- WHAT TO PRODUCE
Any image found in the entries is to be skipped; the rest is returned word for word.

━━━

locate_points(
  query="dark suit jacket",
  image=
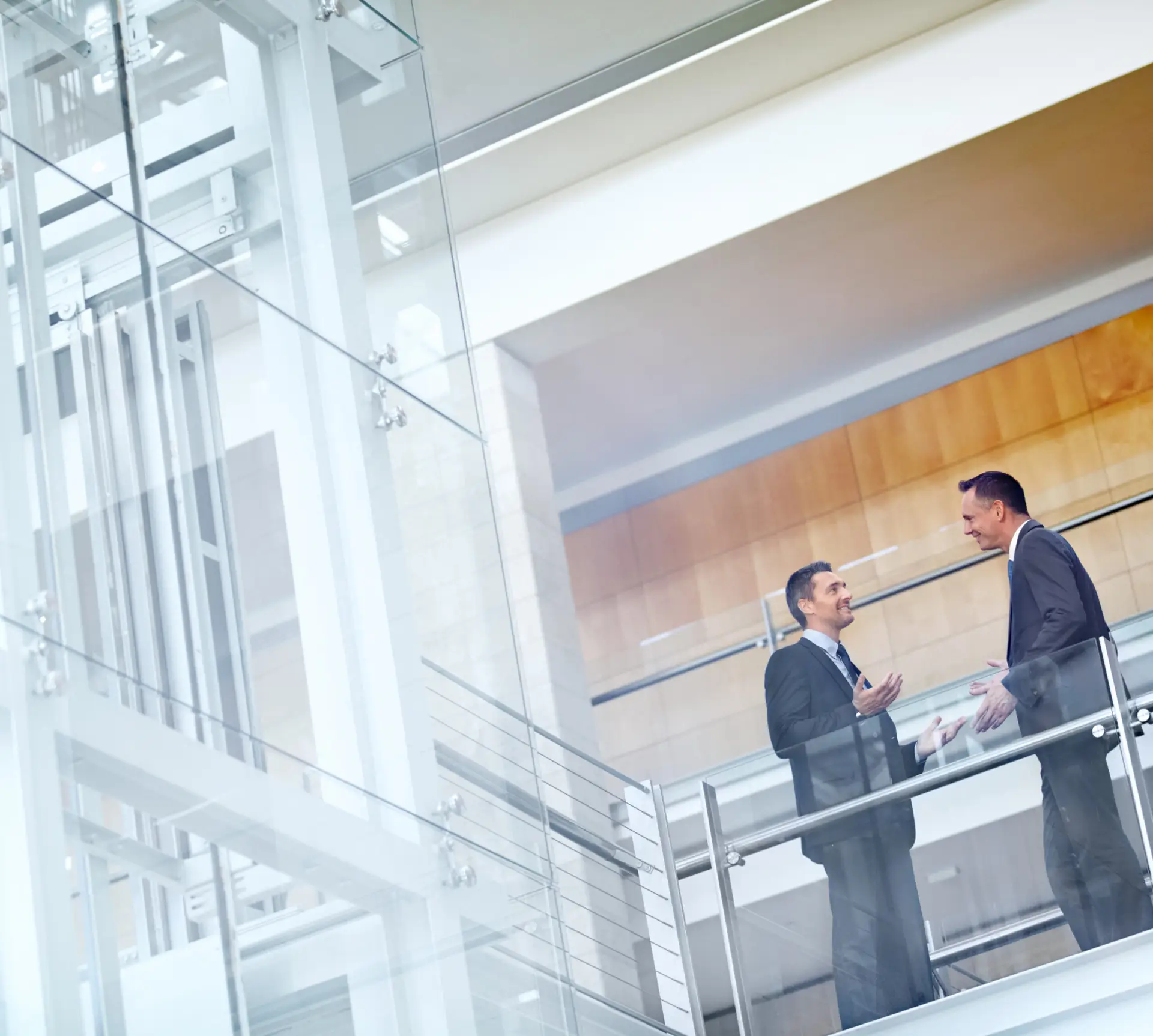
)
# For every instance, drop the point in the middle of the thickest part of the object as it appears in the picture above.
(1054, 620)
(834, 755)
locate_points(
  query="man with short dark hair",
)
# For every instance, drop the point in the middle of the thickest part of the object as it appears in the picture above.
(1052, 675)
(832, 726)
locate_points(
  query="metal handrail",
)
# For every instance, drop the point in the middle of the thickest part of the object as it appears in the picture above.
(496, 703)
(864, 602)
(994, 938)
(698, 863)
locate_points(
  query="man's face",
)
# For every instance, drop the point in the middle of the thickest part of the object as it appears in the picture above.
(984, 522)
(829, 605)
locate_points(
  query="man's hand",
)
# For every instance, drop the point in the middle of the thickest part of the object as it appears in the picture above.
(999, 703)
(937, 736)
(872, 700)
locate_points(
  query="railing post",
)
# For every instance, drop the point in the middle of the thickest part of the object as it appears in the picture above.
(665, 916)
(770, 630)
(1129, 751)
(729, 930)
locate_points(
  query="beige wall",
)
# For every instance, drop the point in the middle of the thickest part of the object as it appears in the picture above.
(1074, 422)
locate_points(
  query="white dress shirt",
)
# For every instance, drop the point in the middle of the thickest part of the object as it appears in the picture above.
(829, 646)
(1016, 536)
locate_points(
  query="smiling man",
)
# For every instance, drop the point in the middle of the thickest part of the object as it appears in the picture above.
(832, 726)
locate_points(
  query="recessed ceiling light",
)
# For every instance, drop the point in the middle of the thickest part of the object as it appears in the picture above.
(945, 875)
(392, 237)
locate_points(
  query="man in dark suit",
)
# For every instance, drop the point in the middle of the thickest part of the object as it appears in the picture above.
(832, 725)
(1054, 674)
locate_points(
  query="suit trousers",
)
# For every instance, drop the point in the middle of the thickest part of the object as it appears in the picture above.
(880, 954)
(1094, 870)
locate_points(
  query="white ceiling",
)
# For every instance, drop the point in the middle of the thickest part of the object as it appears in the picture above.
(486, 58)
(928, 250)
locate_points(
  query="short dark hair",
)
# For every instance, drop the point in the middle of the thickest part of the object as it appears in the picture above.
(800, 585)
(996, 485)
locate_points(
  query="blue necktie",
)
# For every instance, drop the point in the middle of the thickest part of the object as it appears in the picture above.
(853, 671)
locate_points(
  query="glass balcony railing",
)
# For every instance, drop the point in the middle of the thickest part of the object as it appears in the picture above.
(982, 893)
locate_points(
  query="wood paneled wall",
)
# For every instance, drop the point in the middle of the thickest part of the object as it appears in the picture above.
(878, 498)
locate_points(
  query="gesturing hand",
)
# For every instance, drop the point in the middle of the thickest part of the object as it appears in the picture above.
(871, 700)
(937, 736)
(999, 703)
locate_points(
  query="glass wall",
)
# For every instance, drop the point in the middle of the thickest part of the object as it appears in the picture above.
(268, 764)
(999, 871)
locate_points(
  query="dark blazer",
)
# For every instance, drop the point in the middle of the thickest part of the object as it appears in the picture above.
(835, 755)
(1054, 619)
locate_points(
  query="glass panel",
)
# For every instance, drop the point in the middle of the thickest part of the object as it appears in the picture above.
(978, 878)
(405, 250)
(231, 524)
(201, 886)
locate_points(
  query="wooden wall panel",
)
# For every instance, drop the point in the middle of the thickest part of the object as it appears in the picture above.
(1073, 422)
(1116, 358)
(602, 560)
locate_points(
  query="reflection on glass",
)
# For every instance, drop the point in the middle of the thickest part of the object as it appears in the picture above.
(898, 900)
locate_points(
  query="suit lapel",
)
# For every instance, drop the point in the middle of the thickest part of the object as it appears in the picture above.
(832, 667)
(1025, 530)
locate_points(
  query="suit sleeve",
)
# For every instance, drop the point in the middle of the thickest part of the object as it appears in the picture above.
(912, 766)
(790, 707)
(1053, 585)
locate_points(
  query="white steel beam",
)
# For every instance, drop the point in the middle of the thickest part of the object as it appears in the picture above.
(173, 778)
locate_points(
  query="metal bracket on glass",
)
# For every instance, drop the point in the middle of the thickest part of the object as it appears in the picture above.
(729, 930)
(458, 876)
(38, 651)
(377, 358)
(327, 8)
(391, 417)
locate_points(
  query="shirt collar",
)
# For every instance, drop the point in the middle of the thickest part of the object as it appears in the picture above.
(822, 641)
(1016, 536)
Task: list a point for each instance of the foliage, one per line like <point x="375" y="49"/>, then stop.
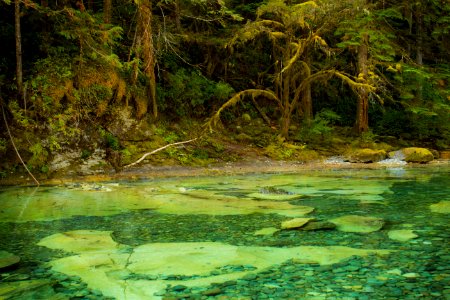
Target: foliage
<point x="111" y="140"/>
<point x="190" y="93"/>
<point x="320" y="128"/>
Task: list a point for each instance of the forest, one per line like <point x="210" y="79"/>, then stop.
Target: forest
<point x="293" y="79"/>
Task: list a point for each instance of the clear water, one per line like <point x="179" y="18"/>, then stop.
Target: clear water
<point x="194" y="238"/>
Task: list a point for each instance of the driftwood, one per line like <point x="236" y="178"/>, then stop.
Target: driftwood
<point x="15" y="148"/>
<point x="157" y="150"/>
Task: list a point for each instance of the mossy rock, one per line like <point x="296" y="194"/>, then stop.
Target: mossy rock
<point x="413" y="154"/>
<point x="367" y="155"/>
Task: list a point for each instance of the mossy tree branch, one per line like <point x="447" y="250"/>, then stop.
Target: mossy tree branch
<point x="254" y="93"/>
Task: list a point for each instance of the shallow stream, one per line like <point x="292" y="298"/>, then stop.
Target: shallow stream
<point x="366" y="234"/>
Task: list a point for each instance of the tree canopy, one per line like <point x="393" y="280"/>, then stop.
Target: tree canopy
<point x="380" y="67"/>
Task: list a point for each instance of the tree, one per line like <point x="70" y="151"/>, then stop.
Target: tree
<point x="364" y="33"/>
<point x="144" y="50"/>
<point x="290" y="31"/>
<point x="19" y="76"/>
<point x="107" y="11"/>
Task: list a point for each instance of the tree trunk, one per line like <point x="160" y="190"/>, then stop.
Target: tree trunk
<point x="306" y="102"/>
<point x="362" y="111"/>
<point x="147" y="51"/>
<point x="19" y="76"/>
<point x="107" y="11"/>
<point x="177" y="15"/>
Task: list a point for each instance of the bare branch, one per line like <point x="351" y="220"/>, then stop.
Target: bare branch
<point x="17" y="151"/>
<point x="157" y="150"/>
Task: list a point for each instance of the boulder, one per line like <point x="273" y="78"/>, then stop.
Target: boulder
<point x="367" y="155"/>
<point x="413" y="154"/>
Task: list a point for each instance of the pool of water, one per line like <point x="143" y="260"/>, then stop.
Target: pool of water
<point x="366" y="234"/>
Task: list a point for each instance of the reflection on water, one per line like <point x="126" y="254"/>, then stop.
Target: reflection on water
<point x="365" y="234"/>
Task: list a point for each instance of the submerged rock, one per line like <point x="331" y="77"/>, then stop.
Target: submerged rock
<point x="266" y="231"/>
<point x="295" y="223"/>
<point x="442" y="207"/>
<point x="367" y="155"/>
<point x="413" y="154"/>
<point x="28" y="289"/>
<point x="195" y="264"/>
<point x="354" y="223"/>
<point x="402" y="235"/>
<point x="8" y="259"/>
<point x="318" y="225"/>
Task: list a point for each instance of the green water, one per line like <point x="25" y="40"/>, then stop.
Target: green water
<point x="194" y="238"/>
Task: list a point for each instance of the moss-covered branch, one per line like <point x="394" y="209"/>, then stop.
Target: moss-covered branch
<point x="326" y="74"/>
<point x="238" y="97"/>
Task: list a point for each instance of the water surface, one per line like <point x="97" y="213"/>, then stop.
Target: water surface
<point x="220" y="237"/>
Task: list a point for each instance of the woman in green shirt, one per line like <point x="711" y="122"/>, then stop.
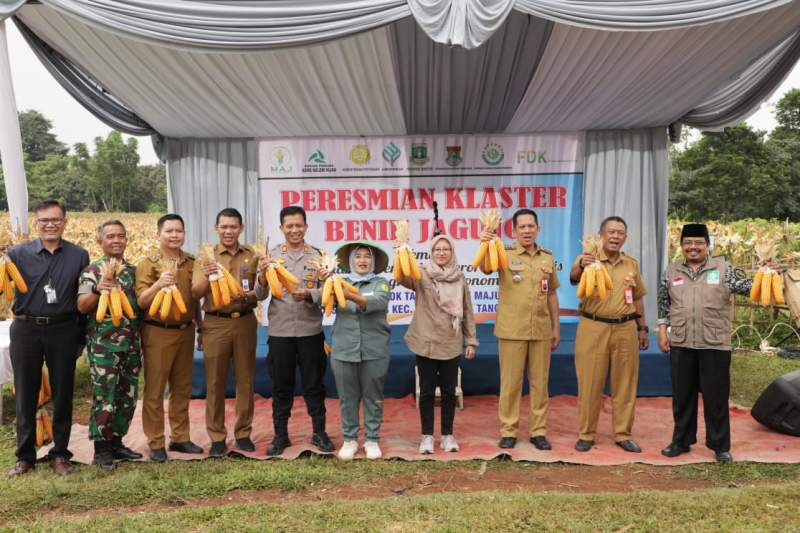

━━━

- ANSWER BOX
locate_points(
  query="dark suit jacket",
  image=
)
# For every instance, drop the point in the middle of the thickest part of the object as it appears in the picture above.
(1054, 620)
(834, 755)
locate_points(
  query="man with short dark hair",
)
# For every instance, drop the point in the middle of the thickest part of the object as it appears in the picture above.
(1052, 675)
(832, 726)
locate_points(
  query="metal handrail",
)
# For every instance, drop the point in the middle of the thickest part of the object as it appears in the picture above.
(496, 703)
(864, 602)
(994, 938)
(698, 863)
locate_points(
  query="man's face",
)
# For every instance, drop the point in the middle of the thickest part of the object as it appears in the picture above.
(984, 522)
(829, 605)
locate_points(
  query="man's hand",
)
# For every instance, drop the point in the middle of the thickest part of the object as it appears in the picture above.
(999, 703)
(937, 736)
(872, 700)
locate_points(
  query="railing post",
)
# For every instance, drop the point in the middle of the thickest part of the object as it appears in the picture above.
(665, 916)
(770, 630)
(1129, 751)
(729, 930)
locate_points(
  query="beige wall",
)
# For every instance, drop the point in the middle of the thickest part of the object as it appears in the picture above.
(1074, 422)
locate_points(
  query="white dress shirt",
)
# For every instance, drop the point in the middle of the thickest part of the object as it appears in the picture above.
(829, 646)
(1016, 536)
locate_points(
  query="smiling man",
)
# For every instance, drop the point in the middle of the thickest part of the object as it appears in the picture above.
(832, 726)
locate_points(
  query="recessed ceiling light",
)
# For every instance, drop the point in the middle of the thickest part of the object as it appears in the picture above.
(945, 875)
(392, 237)
locate_points(
  query="man in dark suit",
)
# For every instance, drop the point in the middle of the thickest part of the object as it appears in the picture above.
(832, 725)
(1054, 674)
locate_points(
  query="suit trousers",
)
# For every instance, drop the point in the middle of the thickest part of the object as it appears in the picture above.
(880, 954)
(1094, 870)
locate_points(
  query="white ceiling",
)
# For every instance, drop the point in the middle of the thickest part of the object as it appears in the picture above.
(486, 58)
(928, 250)
locate_points(
  query="short dark hair",
)
# For every instance, drop the point in the middle of the thickest part of the object as it appears in the picture above.
(800, 585)
(996, 485)
locate_points(
  query="blue necktie",
)
# For every instance, drop the point in the middle of the thickest part of the object as it appears in the picture above.
(853, 671)
locate_points(
  query="glass balcony railing",
)
# For every instance, drop the point in the middle of the thickest part of the object as it appears in the picture above.
(982, 893)
locate_points(
  query="wood paneled wall",
)
# For every instance, drop the point in the middle of the thickest part of the object as it appears in the picture above.
(878, 498)
locate_points(
  query="gesturing hand",
)
# For every instance, drop the point in the middle of the thickest part of the object as it appears in the picture above.
(871, 700)
(937, 736)
(999, 703)
locate_points(
  query="glass wall",
)
# For every instance, drop the point in the middle of the thickest part of the object as it appears in the picture above.
(268, 764)
(999, 871)
locate_points(
  query="dark blazer",
)
# For every instance, drop the point in the middle of the thickest part of the object as it appears in the picture above.
(835, 755)
(1054, 619)
locate_points(
  query="glass panel",
)
# For every instance, drop the point in the middle of the thickest part of the object as it appears in the picture above.
(978, 878)
(405, 250)
(231, 524)
(201, 886)
locate_points(
  query="wooden wall panel",
)
# For every instance, drop the point in the middle of the thickest part of the object as it appears in the picture above.
(1073, 422)
(1116, 358)
(602, 560)
locate_points(
  query="reflection on glass",
)
# For every instance, drop the point in the middle of the thickest part of the object as it appears in the picture above.
(898, 900)
locate_points(
  query="suit lapel",
)
# For every instance, drop the point in the middle of the thickest part of the object as it appears in the picture above.
(832, 667)
(1025, 530)
locate_points(
  query="suit sleeve",
)
# For every instance, drop the point in the middle of the thickest part of the object as it appears in the picture above.
(912, 766)
(790, 707)
(1053, 585)
locate_points(
  query="white steel beam",
)
# For every instance, drop the point in the middle of the thickest part of the object as it appears in the picture above.
(173, 778)
locate_points(
  query="metal bracket on glass",
)
# For every instance, drop the point in the middle of the thickest part of the object as it appears in the picture above.
(729, 930)
(458, 876)
(38, 651)
(377, 358)
(327, 8)
(391, 417)
locate_points(
  query="shirt collar",
)
# For every instance, drop the point in the middle of the thickest part of the object as it appears in the picture above.
(822, 641)
(1016, 536)
Task: list a point for each instance of the foliage, one per line like <point x="375" y="49"/>, then stop.
Target: foliage
<point x="111" y="140"/>
<point x="190" y="93"/>
<point x="320" y="128"/>
Task: list a point for each instance of the forest, one per line like <point x="210" y="79"/>, then stop.
Target: forest
<point x="293" y="79"/>
Task: list a point for each instance of the clear water, one per line like <point x="179" y="18"/>, then stop.
Target: clear water
<point x="194" y="238"/>
Task: list a point for each instance of the driftwood, one per line like <point x="236" y="178"/>, then stop.
Target: driftwood
<point x="15" y="148"/>
<point x="157" y="150"/>
Task: list a point for each instance of the mossy rock, one per line like <point x="296" y="194"/>, then stop.
Target: mossy rock
<point x="413" y="154"/>
<point x="367" y="155"/>
Task: list a point for each instance of the mossy tree branch, one per line like <point x="447" y="250"/>, then stop.
Target: mossy tree branch
<point x="254" y="93"/>
Task: list a point for each instance of the shallow stream, one per line like <point x="292" y="298"/>, then stop.
Target: shallow stream
<point x="366" y="234"/>
Task: list a point for each instance of the tree canopy, one per line like <point x="393" y="280"/>, then stop.
Target: tree canopy
<point x="380" y="67"/>
Task: list a point for each instance of the tree, one per line like <point x="70" y="151"/>, then stop.
Target: tree
<point x="364" y="33"/>
<point x="144" y="50"/>
<point x="290" y="31"/>
<point x="19" y="76"/>
<point x="107" y="11"/>
Task: list a point for each instance of the tree trunk, one per line like <point x="160" y="190"/>, then stop.
Target: tree trunk
<point x="306" y="102"/>
<point x="362" y="111"/>
<point x="147" y="51"/>
<point x="19" y="76"/>
<point x="107" y="11"/>
<point x="177" y="15"/>
Task: list a point for each instance of the bare branch, one per line like <point x="351" y="220"/>, then stop.
Target: bare branch
<point x="17" y="151"/>
<point x="157" y="150"/>
Task: list a point for each instance of the boulder, one per line like <point x="273" y="78"/>, then stop.
Target: boulder
<point x="367" y="155"/>
<point x="413" y="154"/>
Task: list a point for each instance of the pool of water, one per line like <point x="143" y="260"/>, then stop.
Target: pool of water
<point x="366" y="234"/>
Task: list a point for each instance of the reflection on water, one per line like <point x="126" y="254"/>, then stop.
Target: reflection on water
<point x="365" y="234"/>
Task: list a point for each instance of the submerged rock, one per line like <point x="331" y="77"/>, then stop.
Target: submerged rock
<point x="266" y="231"/>
<point x="295" y="223"/>
<point x="442" y="207"/>
<point x="367" y="155"/>
<point x="413" y="154"/>
<point x="28" y="289"/>
<point x="195" y="264"/>
<point x="354" y="223"/>
<point x="402" y="235"/>
<point x="8" y="259"/>
<point x="318" y="225"/>
Task: list a point for each instance of the green water, one per line like <point x="25" y="40"/>, then stop.
Target: green water
<point x="194" y="238"/>
Task: list a point for each instance of the moss-covered branch, one per line like <point x="394" y="209"/>, then stop.
Target: moss-covered branch
<point x="326" y="74"/>
<point x="238" y="97"/>
Task: list a point for each instance of the water surface, one per line like <point x="97" y="213"/>, then stop.
Target: water surface
<point x="220" y="237"/>
Task: list a point for each instance of the woman in green shirt, one per line like <point x="711" y="122"/>, then stop.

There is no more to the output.